■ Extracted entries:
— start —

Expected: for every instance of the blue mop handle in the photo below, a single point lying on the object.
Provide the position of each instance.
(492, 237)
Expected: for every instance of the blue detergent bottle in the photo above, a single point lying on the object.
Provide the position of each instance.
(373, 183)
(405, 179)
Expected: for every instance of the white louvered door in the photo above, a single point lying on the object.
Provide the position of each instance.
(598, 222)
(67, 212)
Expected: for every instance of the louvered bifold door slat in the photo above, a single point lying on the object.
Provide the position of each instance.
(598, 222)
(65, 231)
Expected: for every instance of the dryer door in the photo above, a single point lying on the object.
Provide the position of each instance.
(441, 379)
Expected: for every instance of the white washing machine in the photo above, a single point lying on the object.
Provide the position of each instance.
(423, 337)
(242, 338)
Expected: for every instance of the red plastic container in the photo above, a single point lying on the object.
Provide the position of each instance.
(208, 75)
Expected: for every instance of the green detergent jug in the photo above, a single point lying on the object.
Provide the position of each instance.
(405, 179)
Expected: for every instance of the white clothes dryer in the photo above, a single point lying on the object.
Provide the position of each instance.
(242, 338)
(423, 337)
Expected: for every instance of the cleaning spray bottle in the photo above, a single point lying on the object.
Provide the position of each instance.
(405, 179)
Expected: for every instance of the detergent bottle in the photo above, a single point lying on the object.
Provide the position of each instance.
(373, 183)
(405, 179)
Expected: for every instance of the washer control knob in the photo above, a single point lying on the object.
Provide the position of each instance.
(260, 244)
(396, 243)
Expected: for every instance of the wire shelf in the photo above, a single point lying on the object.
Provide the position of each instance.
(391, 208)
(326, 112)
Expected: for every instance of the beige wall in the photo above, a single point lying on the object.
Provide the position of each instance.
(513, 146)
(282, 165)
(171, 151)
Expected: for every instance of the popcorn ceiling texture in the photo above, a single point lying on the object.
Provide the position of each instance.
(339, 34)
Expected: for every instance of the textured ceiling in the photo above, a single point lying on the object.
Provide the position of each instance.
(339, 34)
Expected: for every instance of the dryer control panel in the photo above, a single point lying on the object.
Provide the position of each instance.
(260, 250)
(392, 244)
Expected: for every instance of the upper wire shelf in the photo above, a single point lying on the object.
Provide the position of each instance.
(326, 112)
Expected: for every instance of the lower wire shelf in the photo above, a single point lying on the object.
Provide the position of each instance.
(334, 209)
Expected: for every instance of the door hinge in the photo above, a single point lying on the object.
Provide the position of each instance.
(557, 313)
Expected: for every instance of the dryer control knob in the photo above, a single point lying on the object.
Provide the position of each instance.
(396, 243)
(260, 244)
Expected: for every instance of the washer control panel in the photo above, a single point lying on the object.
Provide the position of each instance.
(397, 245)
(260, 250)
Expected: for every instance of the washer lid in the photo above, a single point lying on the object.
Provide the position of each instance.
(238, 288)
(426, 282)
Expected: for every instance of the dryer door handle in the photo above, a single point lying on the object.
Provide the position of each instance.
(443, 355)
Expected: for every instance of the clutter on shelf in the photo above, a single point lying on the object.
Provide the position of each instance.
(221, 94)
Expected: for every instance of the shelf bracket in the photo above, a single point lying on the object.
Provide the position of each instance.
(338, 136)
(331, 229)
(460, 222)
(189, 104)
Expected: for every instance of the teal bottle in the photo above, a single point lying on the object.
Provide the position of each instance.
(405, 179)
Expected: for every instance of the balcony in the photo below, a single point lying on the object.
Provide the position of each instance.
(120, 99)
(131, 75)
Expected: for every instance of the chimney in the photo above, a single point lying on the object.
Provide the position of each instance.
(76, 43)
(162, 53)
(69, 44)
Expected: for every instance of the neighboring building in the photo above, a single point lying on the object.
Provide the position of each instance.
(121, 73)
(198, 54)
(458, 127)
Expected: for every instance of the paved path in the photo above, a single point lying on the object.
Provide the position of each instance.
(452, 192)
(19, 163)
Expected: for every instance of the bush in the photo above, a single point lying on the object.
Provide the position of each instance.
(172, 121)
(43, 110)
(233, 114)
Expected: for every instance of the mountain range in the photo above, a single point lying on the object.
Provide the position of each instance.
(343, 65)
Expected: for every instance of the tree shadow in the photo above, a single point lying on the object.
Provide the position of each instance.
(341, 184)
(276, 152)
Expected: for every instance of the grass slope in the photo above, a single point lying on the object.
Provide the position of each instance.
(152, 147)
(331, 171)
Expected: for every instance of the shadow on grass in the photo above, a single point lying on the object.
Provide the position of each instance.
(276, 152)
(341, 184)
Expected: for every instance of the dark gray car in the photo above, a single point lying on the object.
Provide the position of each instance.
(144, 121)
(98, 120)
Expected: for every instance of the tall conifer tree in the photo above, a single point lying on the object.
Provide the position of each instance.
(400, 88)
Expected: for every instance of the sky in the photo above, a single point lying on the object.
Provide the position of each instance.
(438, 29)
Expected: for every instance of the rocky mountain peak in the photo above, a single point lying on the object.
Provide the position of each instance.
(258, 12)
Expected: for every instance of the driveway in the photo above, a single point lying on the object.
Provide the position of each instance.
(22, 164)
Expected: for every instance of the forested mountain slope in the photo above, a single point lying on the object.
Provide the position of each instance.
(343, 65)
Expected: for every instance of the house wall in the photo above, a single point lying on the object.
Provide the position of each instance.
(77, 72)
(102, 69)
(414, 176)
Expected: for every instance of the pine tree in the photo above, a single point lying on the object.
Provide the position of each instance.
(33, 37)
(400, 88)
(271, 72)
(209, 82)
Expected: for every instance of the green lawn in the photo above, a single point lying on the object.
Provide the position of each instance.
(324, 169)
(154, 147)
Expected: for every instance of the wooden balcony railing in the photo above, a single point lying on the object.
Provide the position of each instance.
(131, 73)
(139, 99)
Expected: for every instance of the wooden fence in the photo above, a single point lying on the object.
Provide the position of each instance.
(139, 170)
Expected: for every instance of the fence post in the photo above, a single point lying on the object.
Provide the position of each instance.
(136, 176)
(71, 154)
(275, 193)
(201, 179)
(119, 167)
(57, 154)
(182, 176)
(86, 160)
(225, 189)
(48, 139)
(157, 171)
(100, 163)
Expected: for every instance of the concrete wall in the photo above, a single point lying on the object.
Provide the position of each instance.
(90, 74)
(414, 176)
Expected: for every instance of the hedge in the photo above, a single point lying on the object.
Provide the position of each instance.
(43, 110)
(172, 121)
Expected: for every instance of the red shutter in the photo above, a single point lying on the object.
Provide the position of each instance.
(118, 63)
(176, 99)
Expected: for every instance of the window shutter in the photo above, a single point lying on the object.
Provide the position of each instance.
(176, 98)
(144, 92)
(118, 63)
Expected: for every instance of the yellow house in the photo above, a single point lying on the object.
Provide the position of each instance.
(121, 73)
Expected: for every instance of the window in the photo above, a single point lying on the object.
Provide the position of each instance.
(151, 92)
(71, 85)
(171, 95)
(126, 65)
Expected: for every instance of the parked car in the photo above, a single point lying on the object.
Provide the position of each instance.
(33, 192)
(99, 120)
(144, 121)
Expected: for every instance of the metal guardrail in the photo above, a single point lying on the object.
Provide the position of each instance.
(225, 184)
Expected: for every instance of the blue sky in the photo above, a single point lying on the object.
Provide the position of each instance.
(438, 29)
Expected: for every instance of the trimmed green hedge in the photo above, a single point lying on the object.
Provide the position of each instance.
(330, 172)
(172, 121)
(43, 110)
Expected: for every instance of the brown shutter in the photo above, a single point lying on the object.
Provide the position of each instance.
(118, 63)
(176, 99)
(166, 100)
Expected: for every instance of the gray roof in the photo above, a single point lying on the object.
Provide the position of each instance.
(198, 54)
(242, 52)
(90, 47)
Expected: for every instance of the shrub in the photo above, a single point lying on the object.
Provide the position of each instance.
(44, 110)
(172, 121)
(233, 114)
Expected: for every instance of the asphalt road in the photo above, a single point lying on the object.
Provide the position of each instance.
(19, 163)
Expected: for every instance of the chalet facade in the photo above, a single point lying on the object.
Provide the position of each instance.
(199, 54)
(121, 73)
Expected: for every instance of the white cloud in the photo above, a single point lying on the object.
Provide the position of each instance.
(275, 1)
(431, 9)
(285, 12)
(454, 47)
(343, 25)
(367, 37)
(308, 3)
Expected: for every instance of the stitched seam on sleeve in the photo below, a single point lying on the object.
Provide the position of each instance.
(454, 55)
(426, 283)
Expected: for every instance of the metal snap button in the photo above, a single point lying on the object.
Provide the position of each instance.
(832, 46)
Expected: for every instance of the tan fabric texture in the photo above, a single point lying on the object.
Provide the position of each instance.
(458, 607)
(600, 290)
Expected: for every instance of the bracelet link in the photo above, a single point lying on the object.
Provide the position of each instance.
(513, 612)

— end —

■ Requirement:
Beginning at the line that contains "Expected: for every instance of the asphalt", retype each line of the listing up to and including the last one, exactly as it stands, and nothing else.

■ Full response:
Expected: for every instance of the asphalt road in the photo above, a single point lying on the object.
Provide the position of each instance.
(19, 163)
Expected: for every instance of the chalet facade in the photo above, a single point lying on the object.
Provide the position of each instance.
(199, 54)
(121, 73)
Expected: for every instance of the white cloud in the photo above, a single point lying on the object.
Provide the position of each instance.
(275, 1)
(431, 9)
(285, 12)
(454, 47)
(343, 25)
(367, 37)
(308, 3)
Expected: for every instance of the stitched seam on sleeve in the photo below, a single point lying on the object.
Provide the position of each instance.
(454, 55)
(426, 283)
Expected: for every instance of the metal snap button in the photo above, a single point lying on the object.
Provide the position of each instance.
(832, 46)
Expected: for every instance of the tan fabric texture in the photo above, a single point lying on the object.
Provide the position of each instance.
(458, 607)
(600, 290)
Expected: for every instance of the bracelet link in the photo above, a single point lying on the object.
Provide the position of each instance.
(513, 612)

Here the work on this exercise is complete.